**WRITTEN EXERCISE:** Please return each line of the entries below that contains the string "field", copied without changes.

**INFORMATION SUPPLIED:**
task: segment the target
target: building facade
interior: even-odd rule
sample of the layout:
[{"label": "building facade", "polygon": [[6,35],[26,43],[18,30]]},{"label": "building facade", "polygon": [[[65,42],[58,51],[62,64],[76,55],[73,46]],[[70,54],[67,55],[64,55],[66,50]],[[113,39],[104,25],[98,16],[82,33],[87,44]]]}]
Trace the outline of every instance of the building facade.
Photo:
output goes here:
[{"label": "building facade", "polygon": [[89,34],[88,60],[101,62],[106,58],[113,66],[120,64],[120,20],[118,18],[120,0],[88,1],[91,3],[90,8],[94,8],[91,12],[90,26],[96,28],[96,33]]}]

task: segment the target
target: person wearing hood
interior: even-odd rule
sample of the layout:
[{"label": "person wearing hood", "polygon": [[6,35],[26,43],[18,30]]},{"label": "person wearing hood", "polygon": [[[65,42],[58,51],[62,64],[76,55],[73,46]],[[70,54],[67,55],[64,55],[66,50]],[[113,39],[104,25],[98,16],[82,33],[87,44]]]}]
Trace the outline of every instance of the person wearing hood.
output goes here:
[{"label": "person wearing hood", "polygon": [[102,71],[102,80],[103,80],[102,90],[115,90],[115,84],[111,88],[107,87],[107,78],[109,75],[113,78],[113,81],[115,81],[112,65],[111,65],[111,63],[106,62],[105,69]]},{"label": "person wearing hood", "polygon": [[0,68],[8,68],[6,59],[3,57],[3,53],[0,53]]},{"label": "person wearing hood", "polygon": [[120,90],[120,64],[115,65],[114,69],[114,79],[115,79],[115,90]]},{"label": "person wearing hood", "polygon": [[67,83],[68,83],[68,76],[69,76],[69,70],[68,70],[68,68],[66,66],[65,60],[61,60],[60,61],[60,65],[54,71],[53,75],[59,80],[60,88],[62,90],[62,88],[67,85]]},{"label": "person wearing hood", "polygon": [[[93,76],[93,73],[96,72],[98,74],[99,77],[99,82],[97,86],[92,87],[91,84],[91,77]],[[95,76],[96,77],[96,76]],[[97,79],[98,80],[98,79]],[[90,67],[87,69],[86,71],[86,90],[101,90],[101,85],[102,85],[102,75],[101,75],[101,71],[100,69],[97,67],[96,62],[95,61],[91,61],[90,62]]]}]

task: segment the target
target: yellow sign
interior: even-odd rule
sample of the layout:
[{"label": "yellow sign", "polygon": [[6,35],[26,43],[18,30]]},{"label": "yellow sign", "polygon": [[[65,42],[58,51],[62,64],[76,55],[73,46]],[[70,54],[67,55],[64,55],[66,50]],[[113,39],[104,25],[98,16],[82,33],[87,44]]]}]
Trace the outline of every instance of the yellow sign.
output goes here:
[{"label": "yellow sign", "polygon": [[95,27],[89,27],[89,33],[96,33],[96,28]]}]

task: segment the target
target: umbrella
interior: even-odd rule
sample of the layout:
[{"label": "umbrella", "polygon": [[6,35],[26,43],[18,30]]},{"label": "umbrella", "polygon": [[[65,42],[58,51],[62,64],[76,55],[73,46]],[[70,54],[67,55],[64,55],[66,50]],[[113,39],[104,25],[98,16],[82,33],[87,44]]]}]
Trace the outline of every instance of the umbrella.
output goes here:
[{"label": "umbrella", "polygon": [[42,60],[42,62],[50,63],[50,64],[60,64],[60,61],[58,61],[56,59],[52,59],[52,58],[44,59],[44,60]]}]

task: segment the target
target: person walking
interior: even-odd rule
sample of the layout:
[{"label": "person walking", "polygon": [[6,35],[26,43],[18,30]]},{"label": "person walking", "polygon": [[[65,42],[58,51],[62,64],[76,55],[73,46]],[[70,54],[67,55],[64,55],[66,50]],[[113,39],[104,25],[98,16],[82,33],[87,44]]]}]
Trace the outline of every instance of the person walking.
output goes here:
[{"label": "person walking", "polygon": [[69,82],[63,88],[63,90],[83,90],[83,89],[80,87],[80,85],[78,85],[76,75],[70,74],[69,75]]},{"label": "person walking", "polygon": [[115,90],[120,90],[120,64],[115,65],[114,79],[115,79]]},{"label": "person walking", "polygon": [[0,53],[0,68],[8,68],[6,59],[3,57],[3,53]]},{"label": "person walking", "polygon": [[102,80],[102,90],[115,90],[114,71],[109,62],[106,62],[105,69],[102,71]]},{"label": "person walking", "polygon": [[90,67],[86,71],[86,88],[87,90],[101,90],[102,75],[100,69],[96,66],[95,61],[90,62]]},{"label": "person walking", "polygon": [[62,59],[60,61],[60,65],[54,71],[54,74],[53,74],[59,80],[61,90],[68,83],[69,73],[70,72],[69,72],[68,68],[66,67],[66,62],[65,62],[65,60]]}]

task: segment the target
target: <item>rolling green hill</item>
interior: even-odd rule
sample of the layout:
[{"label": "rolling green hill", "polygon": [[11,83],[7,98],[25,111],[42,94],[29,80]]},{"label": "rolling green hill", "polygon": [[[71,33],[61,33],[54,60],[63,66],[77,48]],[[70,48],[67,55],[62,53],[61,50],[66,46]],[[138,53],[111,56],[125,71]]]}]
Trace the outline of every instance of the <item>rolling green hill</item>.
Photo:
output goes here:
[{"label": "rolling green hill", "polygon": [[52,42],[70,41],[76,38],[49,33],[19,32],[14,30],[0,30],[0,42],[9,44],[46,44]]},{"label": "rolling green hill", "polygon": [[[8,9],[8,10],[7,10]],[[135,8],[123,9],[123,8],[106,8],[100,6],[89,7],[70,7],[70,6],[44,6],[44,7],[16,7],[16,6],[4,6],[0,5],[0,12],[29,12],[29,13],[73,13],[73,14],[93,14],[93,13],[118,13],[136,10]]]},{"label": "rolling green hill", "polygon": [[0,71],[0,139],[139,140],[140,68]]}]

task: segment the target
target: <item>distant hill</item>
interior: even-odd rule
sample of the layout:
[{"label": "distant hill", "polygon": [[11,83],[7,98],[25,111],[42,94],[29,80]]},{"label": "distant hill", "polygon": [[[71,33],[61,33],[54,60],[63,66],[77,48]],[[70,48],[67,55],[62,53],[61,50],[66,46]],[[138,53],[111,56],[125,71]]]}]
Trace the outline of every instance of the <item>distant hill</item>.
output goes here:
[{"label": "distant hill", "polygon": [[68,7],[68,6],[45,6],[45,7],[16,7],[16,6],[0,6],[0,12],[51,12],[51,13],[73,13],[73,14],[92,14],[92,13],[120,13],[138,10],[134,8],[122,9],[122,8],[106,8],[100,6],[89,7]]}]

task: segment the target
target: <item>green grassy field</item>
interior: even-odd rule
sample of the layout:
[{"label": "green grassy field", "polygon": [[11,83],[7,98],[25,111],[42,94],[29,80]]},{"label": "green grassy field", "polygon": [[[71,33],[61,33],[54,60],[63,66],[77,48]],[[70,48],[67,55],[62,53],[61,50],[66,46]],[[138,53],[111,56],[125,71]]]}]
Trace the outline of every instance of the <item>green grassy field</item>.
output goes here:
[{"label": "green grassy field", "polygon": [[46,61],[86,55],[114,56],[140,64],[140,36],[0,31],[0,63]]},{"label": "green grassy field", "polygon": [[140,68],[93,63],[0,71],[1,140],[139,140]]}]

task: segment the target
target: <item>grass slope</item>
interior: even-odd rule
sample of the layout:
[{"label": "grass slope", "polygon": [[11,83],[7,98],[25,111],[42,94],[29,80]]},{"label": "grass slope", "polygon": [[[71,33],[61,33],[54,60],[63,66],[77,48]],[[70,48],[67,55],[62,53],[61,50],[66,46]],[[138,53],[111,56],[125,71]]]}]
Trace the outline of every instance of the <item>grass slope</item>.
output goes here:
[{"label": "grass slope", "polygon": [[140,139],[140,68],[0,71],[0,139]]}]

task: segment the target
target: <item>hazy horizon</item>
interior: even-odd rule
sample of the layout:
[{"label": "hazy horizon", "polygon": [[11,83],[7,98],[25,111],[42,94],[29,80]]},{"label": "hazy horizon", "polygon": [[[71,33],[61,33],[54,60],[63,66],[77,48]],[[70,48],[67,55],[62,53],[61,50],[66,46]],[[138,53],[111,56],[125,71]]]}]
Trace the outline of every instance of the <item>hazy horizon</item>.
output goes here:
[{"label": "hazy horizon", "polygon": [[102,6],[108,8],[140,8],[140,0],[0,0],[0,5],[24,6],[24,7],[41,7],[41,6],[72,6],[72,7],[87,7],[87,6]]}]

**RESULT:**
target: <item>green grassy field</item>
[{"label": "green grassy field", "polygon": [[11,83],[7,98],[25,111],[42,94],[29,80]]},{"label": "green grassy field", "polygon": [[[71,33],[61,33],[54,60],[63,66],[77,48]],[[70,48],[67,55],[62,53],[61,50],[66,46]],[[138,53],[111,56],[125,71]]]}]
Trace the outline of every instance of the <item>green grassy field</item>.
[{"label": "green grassy field", "polygon": [[46,61],[86,55],[114,56],[140,64],[140,36],[0,31],[0,63]]},{"label": "green grassy field", "polygon": [[140,68],[93,63],[0,71],[1,140],[139,140]]}]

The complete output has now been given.